5. Ask hard questions using the Socratic method
Having constructed a logical argument, you employ the Socratic method. You must be ruthless here. Remember, all premises have to be true for the conclusion to be true, so if you can disprove just one premise, then you disprove your whole argument. This doesn’t mean that your belief is wrong, but it does mean that you need to think more about it, or do more research.
So, if I were to do this exercise, my first question might be:
Do vaccines really contain mercury?
At this point, I have already discovered a gap in my knowledge. And even if I thought I knew that this is true, it would still be worthwhile going off and looking it up. By doing this, I can consolidate my understanding of things, know more about mercury than I may ever have known, and possibly become wiser. Now, let’s say my research reveals that some vaccines do contain mercury, but not all. I can re-evaluate my first premise to be: some vaccines contain mercury, and then my conclusion to be: some vaccines are poisonous. My knowledge has grown, and I am less likely to embarrass myself in future by making untrue claims.
The next question might be:
Is Mercury really poisonous?
Let’s say the answer is yes. At this point, I could decide that my argument is proven. Some vaccines contain mercury, and mercury is poisonous, so some vaccines are poisonous. But if I did this, I would only be tricking myself. As we’ll see in a moment, it’s much better to be more fervent with the Socratic Method at points like this.
My next question, then, would be:
So, mercury is poisonous, but how much mercury does it take to do damage to someone?
Another research point. I go off and look this up, and find out that there is a certain amount of mercury required to be hurtful. Now, I realise that my argument is actually not logically valid. This is because it doesn’t necessarily follow that all vaccines are poisonous (if they all contain mercury and mercury is poisonous) because I haven’t taken into account dosage, and I’ve just discovered that dosage matters.
Knowing this, though, I can re-evaluate my argument. I can decide that I am wrong, or that I need more evidence, or that I simply need to rephrase my argument to take dosage into account. Let’s say I do the last one. Now my argument is actually much stronger against those who might disagree, because I’ve destroyed that weak spot that they may have exploited.
So, remembering that mercury is only poisonous at certain dosages, how much mercury is found in vaccines?
Now I get to the crux of the issue. I discover only tiny traces of mercury are found in vaccines; far too small to be lethal. While my original argument did seem to be correct, I was actually missing crucial information. By employing the Socratic Method, I identified and located that gap in my knowledge and then rectified it. Probably by realising that I was being ridiculous.

───

__WHAT THE EXERCISE ASKS__: Reproduce word for word the part of the passage on the Socratic method that begins at the words "Another research point." and stops after the words "may have exploited.".

__MATERIAL SHOWN__:
───

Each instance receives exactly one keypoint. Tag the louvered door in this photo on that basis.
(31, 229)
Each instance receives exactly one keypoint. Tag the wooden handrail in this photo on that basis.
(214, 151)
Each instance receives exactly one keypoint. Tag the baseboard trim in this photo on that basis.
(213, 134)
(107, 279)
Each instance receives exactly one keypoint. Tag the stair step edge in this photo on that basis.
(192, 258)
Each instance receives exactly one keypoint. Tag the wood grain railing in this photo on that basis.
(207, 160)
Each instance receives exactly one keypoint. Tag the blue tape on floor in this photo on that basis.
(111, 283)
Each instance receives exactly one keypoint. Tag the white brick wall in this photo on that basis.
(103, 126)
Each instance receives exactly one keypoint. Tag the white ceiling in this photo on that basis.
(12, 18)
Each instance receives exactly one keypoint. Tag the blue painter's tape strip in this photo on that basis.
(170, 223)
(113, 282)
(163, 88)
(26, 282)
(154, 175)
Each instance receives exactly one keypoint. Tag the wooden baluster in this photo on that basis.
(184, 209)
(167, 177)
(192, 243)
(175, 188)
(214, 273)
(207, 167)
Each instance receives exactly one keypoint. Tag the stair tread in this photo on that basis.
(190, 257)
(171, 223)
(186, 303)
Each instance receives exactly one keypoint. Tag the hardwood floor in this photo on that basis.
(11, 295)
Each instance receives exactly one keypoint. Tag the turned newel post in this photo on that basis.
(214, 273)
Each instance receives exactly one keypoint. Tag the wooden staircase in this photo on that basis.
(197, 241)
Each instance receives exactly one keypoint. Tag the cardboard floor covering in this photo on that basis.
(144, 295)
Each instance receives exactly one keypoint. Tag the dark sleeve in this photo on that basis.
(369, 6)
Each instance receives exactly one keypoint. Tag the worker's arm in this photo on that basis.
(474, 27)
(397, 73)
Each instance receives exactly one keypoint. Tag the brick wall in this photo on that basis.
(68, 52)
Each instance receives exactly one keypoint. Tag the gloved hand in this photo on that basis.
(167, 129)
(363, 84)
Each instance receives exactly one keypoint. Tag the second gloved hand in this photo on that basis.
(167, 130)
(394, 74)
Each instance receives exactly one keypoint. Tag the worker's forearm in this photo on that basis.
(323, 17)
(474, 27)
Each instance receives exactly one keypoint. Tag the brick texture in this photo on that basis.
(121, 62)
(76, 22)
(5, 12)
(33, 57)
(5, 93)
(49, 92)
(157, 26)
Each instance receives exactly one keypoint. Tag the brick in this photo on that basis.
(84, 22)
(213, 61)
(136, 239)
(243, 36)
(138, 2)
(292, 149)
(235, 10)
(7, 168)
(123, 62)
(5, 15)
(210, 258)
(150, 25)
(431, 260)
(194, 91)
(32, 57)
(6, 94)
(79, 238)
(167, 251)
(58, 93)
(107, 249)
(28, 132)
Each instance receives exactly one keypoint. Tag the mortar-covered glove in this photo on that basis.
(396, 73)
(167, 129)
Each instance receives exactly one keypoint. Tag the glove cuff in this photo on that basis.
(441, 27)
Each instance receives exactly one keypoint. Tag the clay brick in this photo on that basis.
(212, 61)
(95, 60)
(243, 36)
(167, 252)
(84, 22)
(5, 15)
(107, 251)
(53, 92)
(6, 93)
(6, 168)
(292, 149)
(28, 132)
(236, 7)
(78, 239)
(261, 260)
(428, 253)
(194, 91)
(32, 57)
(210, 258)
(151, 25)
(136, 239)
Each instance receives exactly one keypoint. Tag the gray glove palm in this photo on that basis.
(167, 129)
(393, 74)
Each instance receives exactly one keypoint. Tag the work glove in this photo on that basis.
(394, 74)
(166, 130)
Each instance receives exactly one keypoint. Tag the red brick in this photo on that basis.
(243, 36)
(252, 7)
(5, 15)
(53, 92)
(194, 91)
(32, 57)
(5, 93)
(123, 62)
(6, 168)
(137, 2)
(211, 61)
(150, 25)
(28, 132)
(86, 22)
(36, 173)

───

__EXERCISE OUTPUT__:
Another research point. I go off and look this up, and find out that there is a certain amount of mercury required to be hurtful. Now, I realise that my argument is actually not logically valid. This is because it doesn’t necessarily follow that all vaccines are poisonous (if they all contain mercury and mercury is poisonous) because I haven’t taken into account dosage, and I’ve just discovered that dosage matters.
Knowing this, though, I can re-evaluate my argument. I can decide that I am wrong, or that I need more evidence, or that I simply need to rephrase my argument to take dosage into account. Let’s say I do the last one. Now my argument is actually much stronger against those who might disagree, because I’ve destroyed that weak spot that they may have exploited.